| Do this |
Copy exactly the last part of the entries, starting from the line with "the stone pavement." and including the final line.

| Supplied information |
▬▬▬▬▬▬▬▬▬▬
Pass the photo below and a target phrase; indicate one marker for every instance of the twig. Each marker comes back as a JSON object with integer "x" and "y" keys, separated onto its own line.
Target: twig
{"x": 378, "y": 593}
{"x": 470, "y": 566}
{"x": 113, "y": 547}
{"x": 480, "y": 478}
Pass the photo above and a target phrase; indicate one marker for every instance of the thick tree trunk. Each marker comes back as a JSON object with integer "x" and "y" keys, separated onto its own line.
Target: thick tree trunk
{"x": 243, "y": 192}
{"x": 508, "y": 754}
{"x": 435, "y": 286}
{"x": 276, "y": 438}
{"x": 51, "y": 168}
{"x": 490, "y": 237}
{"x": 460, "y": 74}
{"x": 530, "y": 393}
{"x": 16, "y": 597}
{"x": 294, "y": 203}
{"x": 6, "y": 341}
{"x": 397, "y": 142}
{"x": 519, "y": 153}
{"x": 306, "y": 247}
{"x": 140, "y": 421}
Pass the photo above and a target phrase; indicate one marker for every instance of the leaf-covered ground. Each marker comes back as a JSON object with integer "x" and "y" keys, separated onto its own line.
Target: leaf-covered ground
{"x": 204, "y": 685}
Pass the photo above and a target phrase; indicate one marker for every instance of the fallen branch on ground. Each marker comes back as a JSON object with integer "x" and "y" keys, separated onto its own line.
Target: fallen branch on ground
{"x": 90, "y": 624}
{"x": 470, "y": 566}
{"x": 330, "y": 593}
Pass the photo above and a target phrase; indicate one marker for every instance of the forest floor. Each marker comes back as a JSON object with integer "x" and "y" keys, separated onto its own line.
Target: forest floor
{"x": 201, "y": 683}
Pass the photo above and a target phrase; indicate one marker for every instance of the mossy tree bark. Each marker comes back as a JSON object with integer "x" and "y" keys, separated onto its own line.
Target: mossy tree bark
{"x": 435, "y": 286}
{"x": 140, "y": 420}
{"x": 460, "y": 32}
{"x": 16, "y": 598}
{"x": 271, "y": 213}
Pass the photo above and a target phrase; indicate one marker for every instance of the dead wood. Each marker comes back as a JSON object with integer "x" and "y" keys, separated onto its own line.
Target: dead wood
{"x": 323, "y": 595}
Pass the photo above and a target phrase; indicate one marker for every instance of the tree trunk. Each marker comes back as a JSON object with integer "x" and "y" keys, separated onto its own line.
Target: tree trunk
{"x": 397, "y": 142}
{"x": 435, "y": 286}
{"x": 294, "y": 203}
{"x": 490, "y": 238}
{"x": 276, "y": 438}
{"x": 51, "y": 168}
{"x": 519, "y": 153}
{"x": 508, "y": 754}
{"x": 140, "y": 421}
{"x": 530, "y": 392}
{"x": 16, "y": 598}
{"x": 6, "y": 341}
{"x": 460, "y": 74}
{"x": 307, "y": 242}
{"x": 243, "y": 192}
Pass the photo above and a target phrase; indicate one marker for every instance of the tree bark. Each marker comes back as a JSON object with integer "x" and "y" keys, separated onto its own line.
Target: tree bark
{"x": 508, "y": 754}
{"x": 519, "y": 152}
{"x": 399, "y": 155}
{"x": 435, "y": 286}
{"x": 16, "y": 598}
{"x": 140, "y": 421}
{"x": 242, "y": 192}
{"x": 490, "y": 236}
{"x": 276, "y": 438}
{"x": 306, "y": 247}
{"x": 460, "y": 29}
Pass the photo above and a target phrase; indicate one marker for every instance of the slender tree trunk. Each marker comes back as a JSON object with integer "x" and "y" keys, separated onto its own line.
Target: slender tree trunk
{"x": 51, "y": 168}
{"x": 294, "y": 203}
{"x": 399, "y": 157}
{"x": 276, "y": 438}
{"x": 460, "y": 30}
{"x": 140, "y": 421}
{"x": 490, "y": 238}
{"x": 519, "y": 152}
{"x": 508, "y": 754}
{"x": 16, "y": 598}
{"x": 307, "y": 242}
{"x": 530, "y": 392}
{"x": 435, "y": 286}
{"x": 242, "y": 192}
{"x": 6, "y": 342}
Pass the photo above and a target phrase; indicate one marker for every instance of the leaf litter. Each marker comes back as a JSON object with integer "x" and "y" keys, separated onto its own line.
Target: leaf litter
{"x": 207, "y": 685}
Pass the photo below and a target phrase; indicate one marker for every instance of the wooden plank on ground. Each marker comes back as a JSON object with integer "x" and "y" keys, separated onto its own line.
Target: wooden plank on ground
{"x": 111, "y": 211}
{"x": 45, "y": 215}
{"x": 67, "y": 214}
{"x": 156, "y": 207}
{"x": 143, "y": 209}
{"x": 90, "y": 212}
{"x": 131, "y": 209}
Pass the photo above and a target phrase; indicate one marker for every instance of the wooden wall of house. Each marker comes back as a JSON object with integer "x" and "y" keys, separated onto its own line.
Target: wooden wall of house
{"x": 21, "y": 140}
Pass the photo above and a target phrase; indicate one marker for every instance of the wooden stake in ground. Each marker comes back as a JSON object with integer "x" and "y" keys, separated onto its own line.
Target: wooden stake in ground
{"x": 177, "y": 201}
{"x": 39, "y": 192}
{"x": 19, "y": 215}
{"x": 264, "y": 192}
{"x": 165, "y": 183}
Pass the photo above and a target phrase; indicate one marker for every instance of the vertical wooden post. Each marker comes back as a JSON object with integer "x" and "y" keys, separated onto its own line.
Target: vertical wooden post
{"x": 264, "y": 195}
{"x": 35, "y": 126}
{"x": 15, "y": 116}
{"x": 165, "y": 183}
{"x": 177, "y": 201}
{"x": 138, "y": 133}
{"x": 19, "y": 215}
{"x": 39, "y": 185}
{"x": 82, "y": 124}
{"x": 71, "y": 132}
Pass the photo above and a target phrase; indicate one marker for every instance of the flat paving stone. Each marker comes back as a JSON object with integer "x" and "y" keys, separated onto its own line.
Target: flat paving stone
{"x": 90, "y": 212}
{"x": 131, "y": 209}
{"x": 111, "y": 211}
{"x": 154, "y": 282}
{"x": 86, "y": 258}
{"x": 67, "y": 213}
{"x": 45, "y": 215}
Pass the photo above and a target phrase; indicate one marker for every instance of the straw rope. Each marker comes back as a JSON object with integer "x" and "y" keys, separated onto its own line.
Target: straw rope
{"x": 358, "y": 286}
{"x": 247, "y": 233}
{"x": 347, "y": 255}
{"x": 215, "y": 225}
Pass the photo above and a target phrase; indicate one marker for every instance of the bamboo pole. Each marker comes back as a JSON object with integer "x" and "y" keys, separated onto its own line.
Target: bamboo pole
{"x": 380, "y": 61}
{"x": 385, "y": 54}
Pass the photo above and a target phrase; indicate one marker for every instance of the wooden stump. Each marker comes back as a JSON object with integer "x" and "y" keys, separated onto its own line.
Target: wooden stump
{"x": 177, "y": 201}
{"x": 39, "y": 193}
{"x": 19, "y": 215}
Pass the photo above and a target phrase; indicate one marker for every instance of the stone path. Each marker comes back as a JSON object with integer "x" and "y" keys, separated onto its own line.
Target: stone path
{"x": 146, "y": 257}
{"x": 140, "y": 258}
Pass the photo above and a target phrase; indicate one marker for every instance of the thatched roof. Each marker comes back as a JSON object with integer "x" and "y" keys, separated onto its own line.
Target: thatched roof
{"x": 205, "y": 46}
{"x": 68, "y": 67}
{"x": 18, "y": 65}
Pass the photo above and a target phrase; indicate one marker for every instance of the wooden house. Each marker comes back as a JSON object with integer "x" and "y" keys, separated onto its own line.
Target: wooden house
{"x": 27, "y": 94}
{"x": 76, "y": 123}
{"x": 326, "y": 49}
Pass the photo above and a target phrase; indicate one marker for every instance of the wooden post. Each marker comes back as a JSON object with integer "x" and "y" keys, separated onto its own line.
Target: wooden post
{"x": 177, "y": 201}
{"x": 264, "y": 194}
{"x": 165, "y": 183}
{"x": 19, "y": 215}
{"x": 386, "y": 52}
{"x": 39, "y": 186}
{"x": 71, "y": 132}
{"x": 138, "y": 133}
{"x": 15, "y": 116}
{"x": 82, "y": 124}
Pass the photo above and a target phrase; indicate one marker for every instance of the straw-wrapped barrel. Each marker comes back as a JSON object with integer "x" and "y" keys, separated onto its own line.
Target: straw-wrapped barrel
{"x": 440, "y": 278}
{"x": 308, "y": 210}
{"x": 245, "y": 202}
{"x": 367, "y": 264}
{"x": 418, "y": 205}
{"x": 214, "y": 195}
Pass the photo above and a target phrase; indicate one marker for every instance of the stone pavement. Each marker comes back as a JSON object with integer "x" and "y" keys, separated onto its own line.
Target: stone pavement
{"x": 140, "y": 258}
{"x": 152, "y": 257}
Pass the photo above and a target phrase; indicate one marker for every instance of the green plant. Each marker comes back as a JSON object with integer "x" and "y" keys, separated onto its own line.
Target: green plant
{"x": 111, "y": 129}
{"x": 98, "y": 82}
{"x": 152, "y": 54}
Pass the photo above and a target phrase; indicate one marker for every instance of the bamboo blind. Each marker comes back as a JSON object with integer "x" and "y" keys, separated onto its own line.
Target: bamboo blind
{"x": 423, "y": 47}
▬▬▬▬▬▬▬▬▬▬
| The output |
Pass the photo above and a target phrase; indicate one marker for every instance of the stone pavement. Each marker comes back as a JSON object with integer "x" and "y" keys, separated onto its own line.
Target: stone pavement
{"x": 140, "y": 258}
{"x": 152, "y": 257}
Pass the photo above and a target phrase; indicate one marker for every instance of the green plant. Each marker comes back as a JSON object with integer "x" and "y" keys, separated onto its own line.
Target: green plant
{"x": 111, "y": 129}
{"x": 98, "y": 82}
{"x": 152, "y": 54}
Pass the photo above and a target phrase; indicate one marker for every instance of the bamboo blind. Each marker comes back as a JSON object with integer "x" and "y" keys, separated onto its own line.
Target: bamboo blind
{"x": 423, "y": 47}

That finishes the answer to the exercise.